• [What you need to do] Reproduce the entries in full, with no changes.

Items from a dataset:
########################################

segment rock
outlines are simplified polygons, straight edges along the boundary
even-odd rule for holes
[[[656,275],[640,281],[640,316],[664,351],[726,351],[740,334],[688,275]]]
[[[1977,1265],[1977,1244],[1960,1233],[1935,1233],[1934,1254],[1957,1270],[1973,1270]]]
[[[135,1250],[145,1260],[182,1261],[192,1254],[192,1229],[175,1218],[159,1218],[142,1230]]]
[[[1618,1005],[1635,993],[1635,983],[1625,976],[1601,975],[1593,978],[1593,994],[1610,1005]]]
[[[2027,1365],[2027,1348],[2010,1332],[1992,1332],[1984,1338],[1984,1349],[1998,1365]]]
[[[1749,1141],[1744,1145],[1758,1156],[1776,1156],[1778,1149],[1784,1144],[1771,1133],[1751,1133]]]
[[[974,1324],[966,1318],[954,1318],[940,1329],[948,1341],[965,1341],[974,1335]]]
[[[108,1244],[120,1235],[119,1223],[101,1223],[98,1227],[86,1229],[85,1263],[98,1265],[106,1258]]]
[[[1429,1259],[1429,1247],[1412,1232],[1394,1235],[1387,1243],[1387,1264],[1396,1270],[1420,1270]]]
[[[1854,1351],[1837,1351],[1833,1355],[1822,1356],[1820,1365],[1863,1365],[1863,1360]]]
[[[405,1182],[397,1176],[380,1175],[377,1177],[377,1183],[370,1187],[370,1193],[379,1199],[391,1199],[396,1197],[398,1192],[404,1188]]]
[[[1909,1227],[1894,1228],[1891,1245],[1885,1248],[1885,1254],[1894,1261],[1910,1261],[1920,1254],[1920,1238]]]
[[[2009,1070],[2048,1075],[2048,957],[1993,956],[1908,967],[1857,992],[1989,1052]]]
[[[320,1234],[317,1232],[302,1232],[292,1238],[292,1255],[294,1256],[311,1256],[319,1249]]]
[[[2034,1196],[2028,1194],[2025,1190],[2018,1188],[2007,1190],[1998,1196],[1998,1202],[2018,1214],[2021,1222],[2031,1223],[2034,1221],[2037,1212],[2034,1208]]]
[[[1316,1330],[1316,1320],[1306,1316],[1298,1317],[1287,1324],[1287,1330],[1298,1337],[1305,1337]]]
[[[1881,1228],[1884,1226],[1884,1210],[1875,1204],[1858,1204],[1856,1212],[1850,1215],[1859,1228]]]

########################################

• [Task solution]
segment rock
outlines are simplified polygons, straight edges along the boundary
even-odd rule for holes
[[[656,275],[640,281],[640,316],[664,351],[726,351],[740,334],[688,275]]]
[[[1977,1265],[1977,1244],[1960,1233],[1935,1233],[1934,1254],[1957,1270],[1973,1270]]]
[[[135,1250],[145,1260],[182,1261],[192,1254],[192,1229],[175,1218],[159,1218],[142,1230]]]
[[[1618,1005],[1635,993],[1635,983],[1625,976],[1601,975],[1593,978],[1593,994],[1610,1005]]]
[[[2027,1365],[2027,1348],[2010,1332],[1992,1332],[1984,1338],[1984,1349],[1998,1365]]]
[[[1749,1141],[1744,1145],[1758,1156],[1776,1156],[1778,1149],[1784,1144],[1771,1133],[1751,1133]]]
[[[974,1324],[966,1318],[954,1318],[940,1329],[948,1341],[965,1341],[974,1335]]]
[[[108,1244],[120,1235],[119,1223],[101,1223],[98,1227],[86,1229],[85,1263],[98,1265],[106,1258]]]
[[[1429,1259],[1429,1247],[1412,1232],[1394,1235],[1387,1243],[1387,1264],[1396,1270],[1420,1270]]]
[[[1854,1351],[1837,1351],[1833,1355],[1822,1356],[1820,1365],[1863,1365],[1863,1360]]]
[[[405,1182],[397,1176],[380,1175],[377,1177],[377,1183],[370,1187],[370,1193],[379,1199],[391,1199],[396,1197],[398,1192],[404,1188]]]
[[[1909,1227],[1894,1228],[1891,1245],[1885,1248],[1885,1254],[1894,1261],[1910,1261],[1920,1254],[1920,1238]]]
[[[2009,1070],[2048,1075],[2048,957],[1993,956],[1908,967],[1857,992],[1989,1052]]]
[[[320,1234],[317,1232],[302,1232],[292,1238],[292,1255],[294,1256],[311,1256],[319,1249]]]
[[[2034,1196],[2028,1194],[2025,1190],[2018,1188],[2007,1190],[1998,1196],[1998,1202],[2018,1214],[2021,1222],[2031,1223],[2034,1221],[2037,1212],[2034,1208]]]
[[[1316,1330],[1316,1320],[1306,1316],[1298,1317],[1287,1324],[1287,1330],[1298,1337],[1305,1337]]]
[[[1881,1228],[1884,1226],[1884,1210],[1875,1204],[1858,1204],[1856,1212],[1850,1215],[1859,1228]]]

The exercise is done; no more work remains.